■ **Given request**:
Transcribe precisely those lines of the listing that fall between the line containing "Given the photograph above, point out the short dark" and the last line, inclusive of both.

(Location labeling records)
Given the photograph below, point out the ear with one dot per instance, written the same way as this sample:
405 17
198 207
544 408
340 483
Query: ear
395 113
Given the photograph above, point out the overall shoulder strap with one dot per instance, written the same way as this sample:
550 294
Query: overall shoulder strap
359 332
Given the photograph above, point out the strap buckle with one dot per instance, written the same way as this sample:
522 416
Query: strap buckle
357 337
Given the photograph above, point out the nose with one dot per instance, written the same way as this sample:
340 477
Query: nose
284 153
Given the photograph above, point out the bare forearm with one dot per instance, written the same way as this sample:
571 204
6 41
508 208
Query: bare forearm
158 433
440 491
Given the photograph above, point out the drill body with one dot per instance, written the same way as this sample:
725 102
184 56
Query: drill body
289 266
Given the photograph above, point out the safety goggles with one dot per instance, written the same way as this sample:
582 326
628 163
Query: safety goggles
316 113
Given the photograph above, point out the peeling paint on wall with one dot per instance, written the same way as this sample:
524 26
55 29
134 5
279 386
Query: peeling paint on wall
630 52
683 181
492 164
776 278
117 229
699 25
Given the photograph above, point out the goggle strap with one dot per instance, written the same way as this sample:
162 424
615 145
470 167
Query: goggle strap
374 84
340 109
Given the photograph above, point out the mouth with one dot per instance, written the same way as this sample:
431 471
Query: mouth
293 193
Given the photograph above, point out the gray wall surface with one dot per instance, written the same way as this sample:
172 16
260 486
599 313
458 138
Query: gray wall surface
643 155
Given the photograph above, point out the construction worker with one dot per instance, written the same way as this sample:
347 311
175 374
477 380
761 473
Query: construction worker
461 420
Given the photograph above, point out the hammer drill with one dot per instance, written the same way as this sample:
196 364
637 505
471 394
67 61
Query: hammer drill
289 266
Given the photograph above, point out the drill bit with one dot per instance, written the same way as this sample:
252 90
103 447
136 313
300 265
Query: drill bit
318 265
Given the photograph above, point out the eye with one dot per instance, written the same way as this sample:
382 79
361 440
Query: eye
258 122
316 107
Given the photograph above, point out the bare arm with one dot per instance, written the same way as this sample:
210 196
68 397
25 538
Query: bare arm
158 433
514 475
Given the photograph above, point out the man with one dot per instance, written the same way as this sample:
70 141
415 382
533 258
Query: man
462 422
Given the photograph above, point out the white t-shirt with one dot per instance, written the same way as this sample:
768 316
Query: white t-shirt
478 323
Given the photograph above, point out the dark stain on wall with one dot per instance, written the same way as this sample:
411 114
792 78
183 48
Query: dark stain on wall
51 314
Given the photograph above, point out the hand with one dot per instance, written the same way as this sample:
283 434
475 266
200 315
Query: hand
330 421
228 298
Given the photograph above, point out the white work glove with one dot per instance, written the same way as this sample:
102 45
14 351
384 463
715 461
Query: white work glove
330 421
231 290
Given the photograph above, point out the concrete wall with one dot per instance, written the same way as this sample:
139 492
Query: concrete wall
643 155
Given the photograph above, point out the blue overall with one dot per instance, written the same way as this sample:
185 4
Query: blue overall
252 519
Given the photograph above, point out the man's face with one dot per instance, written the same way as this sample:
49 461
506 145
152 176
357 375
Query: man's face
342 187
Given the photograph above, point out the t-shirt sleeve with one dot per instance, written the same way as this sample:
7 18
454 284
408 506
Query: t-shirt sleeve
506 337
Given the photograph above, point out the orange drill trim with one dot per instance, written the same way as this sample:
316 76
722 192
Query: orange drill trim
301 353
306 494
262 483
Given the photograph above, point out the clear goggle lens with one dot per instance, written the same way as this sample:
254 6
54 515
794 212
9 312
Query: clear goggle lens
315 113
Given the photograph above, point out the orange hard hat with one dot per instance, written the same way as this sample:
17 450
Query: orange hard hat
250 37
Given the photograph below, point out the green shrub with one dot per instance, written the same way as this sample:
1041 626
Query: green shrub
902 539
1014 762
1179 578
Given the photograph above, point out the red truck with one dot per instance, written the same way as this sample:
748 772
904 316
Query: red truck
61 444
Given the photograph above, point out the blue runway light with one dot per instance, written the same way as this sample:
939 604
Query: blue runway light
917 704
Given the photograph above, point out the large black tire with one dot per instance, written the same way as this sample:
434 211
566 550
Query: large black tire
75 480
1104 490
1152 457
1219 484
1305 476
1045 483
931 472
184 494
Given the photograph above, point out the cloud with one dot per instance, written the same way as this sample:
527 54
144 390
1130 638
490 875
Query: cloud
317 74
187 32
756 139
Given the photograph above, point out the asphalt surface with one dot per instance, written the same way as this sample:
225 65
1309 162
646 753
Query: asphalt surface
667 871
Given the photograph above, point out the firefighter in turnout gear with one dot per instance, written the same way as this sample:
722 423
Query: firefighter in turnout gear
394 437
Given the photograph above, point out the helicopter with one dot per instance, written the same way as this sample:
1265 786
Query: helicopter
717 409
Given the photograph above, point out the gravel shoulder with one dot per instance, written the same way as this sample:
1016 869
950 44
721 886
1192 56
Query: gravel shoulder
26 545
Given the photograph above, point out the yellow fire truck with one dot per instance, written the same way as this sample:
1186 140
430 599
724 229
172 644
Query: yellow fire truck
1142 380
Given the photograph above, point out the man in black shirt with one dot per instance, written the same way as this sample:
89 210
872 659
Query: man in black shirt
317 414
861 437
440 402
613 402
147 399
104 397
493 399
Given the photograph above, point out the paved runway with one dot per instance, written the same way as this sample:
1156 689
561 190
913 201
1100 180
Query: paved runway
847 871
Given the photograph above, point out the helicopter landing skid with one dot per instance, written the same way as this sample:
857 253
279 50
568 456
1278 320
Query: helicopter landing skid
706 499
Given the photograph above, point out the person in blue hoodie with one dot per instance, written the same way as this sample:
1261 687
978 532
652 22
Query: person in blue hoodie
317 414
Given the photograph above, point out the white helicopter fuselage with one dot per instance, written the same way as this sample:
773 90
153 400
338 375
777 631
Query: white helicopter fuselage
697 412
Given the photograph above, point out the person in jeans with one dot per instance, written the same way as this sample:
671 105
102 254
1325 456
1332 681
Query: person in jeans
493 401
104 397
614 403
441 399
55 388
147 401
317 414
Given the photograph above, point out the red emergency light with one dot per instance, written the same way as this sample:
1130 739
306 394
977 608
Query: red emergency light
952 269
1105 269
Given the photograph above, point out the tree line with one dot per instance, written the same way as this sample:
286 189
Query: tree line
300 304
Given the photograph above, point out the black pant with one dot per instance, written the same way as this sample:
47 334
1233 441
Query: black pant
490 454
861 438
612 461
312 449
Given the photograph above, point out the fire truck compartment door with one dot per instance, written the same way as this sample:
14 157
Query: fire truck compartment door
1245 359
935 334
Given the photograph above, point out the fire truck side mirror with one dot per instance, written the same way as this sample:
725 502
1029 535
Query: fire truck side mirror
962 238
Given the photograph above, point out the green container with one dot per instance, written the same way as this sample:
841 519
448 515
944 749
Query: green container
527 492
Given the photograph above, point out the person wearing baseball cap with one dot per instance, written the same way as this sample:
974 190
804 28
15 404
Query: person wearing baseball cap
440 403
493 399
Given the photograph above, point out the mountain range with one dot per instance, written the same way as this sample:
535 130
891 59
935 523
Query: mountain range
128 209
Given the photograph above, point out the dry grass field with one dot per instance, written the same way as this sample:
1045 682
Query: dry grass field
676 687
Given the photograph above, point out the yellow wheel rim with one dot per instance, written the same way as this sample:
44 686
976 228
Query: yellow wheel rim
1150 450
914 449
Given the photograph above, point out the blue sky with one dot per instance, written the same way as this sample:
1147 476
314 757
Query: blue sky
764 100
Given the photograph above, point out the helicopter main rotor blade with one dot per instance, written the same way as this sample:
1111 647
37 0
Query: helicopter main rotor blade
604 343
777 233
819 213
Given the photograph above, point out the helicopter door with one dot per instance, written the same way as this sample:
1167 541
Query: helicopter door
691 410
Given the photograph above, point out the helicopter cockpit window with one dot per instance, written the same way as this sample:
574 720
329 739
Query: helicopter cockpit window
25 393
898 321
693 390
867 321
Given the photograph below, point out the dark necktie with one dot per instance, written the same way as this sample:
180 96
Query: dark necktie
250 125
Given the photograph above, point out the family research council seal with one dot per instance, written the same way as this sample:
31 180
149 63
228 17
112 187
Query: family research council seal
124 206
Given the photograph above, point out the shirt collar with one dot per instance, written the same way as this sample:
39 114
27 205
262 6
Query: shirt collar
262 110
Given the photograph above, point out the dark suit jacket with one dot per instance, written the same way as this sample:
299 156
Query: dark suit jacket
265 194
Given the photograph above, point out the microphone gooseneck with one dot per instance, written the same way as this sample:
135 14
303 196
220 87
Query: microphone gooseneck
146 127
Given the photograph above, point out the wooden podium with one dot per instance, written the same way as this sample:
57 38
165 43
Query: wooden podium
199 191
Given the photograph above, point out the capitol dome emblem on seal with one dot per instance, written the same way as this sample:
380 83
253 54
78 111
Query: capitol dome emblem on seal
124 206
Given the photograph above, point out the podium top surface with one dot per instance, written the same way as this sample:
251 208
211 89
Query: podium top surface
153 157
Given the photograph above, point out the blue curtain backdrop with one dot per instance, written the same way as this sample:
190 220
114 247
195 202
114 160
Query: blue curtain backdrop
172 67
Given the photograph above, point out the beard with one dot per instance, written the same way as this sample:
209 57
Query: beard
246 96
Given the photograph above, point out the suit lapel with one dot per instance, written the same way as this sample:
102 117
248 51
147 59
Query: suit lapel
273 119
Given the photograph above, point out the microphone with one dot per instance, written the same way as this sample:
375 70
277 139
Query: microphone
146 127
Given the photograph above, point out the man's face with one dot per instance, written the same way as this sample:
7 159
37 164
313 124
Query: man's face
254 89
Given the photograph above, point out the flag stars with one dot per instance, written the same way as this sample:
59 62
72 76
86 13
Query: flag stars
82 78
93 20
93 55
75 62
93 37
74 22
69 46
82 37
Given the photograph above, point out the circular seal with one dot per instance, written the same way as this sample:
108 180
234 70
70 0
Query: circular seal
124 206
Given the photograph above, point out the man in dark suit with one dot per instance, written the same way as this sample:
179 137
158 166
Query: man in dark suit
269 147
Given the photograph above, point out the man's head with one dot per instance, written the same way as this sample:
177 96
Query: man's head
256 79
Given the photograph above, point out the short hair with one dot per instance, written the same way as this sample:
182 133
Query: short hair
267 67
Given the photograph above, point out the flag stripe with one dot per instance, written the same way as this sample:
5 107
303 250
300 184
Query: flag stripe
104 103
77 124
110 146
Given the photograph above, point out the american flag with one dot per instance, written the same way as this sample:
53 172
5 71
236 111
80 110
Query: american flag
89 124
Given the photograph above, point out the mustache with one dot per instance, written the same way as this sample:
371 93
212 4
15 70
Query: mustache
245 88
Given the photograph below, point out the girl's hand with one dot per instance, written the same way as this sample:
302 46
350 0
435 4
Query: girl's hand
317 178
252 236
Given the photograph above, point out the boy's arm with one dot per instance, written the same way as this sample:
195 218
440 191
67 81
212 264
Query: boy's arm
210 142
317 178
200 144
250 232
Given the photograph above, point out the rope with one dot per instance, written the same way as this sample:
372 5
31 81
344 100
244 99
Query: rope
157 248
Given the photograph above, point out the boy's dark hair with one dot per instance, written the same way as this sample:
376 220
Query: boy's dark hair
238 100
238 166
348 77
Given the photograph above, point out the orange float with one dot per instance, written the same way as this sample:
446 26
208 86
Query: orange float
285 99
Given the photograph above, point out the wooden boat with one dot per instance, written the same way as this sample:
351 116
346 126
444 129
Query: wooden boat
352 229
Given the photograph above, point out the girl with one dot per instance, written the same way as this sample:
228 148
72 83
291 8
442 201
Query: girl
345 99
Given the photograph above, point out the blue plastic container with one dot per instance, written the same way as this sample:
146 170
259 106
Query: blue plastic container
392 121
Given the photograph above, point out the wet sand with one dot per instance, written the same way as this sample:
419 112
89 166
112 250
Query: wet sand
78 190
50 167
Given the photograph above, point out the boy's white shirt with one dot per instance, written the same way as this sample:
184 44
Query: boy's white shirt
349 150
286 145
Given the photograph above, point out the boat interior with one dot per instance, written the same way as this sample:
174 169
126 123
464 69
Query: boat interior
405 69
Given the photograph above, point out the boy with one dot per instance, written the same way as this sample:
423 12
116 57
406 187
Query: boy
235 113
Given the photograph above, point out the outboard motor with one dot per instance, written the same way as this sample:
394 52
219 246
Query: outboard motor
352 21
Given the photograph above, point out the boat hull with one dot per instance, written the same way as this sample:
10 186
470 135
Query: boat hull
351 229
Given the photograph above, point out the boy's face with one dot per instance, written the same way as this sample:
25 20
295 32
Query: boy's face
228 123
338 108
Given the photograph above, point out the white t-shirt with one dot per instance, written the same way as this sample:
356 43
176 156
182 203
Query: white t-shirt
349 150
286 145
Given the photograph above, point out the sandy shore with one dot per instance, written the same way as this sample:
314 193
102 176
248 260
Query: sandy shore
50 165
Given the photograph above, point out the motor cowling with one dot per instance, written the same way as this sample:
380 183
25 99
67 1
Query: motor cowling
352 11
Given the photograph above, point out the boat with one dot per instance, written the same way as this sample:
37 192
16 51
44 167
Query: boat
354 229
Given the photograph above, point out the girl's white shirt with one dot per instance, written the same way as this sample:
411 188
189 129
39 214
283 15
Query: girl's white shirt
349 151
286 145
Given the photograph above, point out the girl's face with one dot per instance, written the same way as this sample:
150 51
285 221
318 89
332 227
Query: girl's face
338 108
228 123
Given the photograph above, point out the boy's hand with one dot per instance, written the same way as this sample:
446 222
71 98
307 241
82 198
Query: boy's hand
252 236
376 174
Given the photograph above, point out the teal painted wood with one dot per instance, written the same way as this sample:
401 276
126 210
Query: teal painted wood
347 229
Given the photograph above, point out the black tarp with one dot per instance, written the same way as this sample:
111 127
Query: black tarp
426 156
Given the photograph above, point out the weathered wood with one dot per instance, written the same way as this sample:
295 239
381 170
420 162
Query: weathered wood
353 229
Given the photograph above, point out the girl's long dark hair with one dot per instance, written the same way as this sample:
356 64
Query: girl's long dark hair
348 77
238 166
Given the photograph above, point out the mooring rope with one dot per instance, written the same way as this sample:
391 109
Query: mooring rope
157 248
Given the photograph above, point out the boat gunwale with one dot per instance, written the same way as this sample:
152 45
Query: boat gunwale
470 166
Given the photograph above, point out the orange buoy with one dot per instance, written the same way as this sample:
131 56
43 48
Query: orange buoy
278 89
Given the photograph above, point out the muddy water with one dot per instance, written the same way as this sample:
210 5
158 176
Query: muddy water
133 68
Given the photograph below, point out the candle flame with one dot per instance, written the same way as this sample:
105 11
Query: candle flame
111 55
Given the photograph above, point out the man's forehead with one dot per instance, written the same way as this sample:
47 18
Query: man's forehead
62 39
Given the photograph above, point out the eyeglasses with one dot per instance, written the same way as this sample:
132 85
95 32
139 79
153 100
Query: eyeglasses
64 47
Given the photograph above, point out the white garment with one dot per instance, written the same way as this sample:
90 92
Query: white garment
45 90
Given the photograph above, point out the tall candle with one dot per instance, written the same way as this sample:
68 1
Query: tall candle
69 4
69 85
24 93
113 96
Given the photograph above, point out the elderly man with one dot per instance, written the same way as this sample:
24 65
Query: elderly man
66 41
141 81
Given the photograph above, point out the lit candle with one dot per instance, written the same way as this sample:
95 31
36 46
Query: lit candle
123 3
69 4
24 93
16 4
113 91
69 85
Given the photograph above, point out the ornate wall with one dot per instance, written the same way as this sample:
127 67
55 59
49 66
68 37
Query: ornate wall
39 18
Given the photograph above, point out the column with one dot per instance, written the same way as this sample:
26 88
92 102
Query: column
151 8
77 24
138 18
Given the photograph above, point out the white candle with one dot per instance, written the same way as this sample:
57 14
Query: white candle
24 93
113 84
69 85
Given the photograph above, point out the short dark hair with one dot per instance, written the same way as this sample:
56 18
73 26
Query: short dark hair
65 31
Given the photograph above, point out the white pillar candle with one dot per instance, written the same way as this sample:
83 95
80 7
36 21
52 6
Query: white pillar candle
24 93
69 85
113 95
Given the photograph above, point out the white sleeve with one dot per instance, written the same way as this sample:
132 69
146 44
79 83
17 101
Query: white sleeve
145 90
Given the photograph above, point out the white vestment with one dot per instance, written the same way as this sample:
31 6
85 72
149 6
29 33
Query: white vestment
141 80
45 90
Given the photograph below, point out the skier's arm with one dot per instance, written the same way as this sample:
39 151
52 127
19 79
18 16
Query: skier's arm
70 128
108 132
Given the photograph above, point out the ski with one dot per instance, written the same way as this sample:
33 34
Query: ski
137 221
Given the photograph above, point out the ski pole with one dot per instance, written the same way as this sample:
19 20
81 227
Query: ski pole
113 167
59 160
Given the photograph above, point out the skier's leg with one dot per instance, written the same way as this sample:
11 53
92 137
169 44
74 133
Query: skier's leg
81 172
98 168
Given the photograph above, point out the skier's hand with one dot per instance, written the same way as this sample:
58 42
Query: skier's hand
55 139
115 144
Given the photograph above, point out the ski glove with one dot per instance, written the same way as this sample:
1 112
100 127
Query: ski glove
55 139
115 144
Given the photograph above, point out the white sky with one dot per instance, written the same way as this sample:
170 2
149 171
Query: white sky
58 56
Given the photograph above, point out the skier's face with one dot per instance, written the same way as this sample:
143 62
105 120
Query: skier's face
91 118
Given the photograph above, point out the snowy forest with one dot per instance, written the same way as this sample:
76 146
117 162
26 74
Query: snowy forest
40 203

■ **Task response**:
Given the photograph above, point out the short dark hair with one dot per instance, written the same way as this sample:
56 18
73 26
Query: short dark hair
65 31
Given the photograph above, point out the white pillar candle with one dot per instance, written the same way as this sample:
83 95
80 7
36 21
52 6
Query: white pillar candle
24 93
69 85
113 95
Given the photograph above, point out the white sleeve with one dot per instance, written the same way as this sample:
132 69
146 44
79 83
17 101
Query: white sleeve
145 90
Given the photograph above, point out the white vestment with one dot per instance, written the same way as this sample:
31 6
85 72
149 6
29 33
Query: white vestment
141 80
45 90
Given the photograph below, point out the skier's arm with one dot per instance, written the same way as this sample:
39 151
52 127
19 79
18 16
Query: skier's arm
70 128
108 132
Given the photograph above, point out the ski with one dot per instance, written the same way as this sample:
33 34
Query: ski
137 221
Given the photograph above, point out the ski pole with one dot per instance, written the same way as this sample:
19 20
81 227
Query: ski pole
113 167
59 160
Given the photograph above, point out the skier's leg with one dot per instance, written the same way as this sample:
11 53
92 137
169 44
74 133
Query: skier's leg
81 172
98 168
Given the photograph above, point out the skier's hand with one dot per instance, written the same way as this sample:
58 42
Query: skier's hand
55 139
115 144
Given the photograph above, point out the ski glove with one dot per instance, written the same way as this sample:
1 112
100 127
Query: ski glove
55 139
115 144
Given the photograph above, point out the white sky with one dot per instance, written the same way as this sample:
170 2
149 171
Query: white sky
58 56
Given the photograph above, point out the skier's face with one dot per instance, written the same way as this sample:
143 62
105 120
Query: skier's face
91 118
Given the photograph above, point out the snowy forest with one dot per instance, written the same way as this sample:
76 146
117 162
26 74
Query: snowy forest
40 203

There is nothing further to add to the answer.